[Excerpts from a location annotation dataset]
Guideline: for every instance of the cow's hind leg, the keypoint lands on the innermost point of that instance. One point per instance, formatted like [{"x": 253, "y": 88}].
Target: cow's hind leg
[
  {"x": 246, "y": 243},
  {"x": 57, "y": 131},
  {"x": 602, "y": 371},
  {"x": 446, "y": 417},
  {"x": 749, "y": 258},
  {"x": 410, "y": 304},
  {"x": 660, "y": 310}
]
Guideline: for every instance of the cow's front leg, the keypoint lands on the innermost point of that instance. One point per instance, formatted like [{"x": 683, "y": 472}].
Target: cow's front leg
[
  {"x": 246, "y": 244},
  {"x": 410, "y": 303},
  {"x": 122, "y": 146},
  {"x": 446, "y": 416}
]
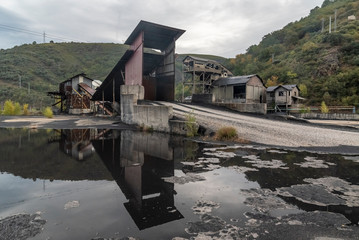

## Task to carry out
Please render every line of the data above as a JSON list of strings, one string per line, skipping blank lines. Leave the pictures out.

## Result
[
  "Guideline: for every instance of the cow's hind leg, the keypoint lands on the innermost point of that instance. One point per instance, formatted like [{\"x\": 253, \"y\": 88}].",
  "Target: cow's hind leg",
  "[",
  "  {\"x\": 246, \"y\": 243},",
  "  {\"x\": 57, \"y\": 131},",
  "  {\"x\": 602, \"y\": 371},",
  "  {\"x\": 446, \"y\": 417},",
  "  {\"x\": 749, \"y\": 258},",
  "  {\"x\": 410, \"y\": 304},",
  "  {\"x\": 660, \"y\": 310}",
  "]",
  "Guideline: for every instance of the cow's front leg, the keypoint lands on the innermost point of that instance. One point per instance, formatted like [{\"x\": 683, \"y\": 472}].",
  "Target: cow's front leg",
  "[",
  "  {\"x\": 246, \"y\": 244},",
  "  {\"x\": 410, \"y\": 303},",
  "  {\"x\": 122, \"y\": 146},",
  "  {\"x\": 446, \"y\": 416}",
  "]"
]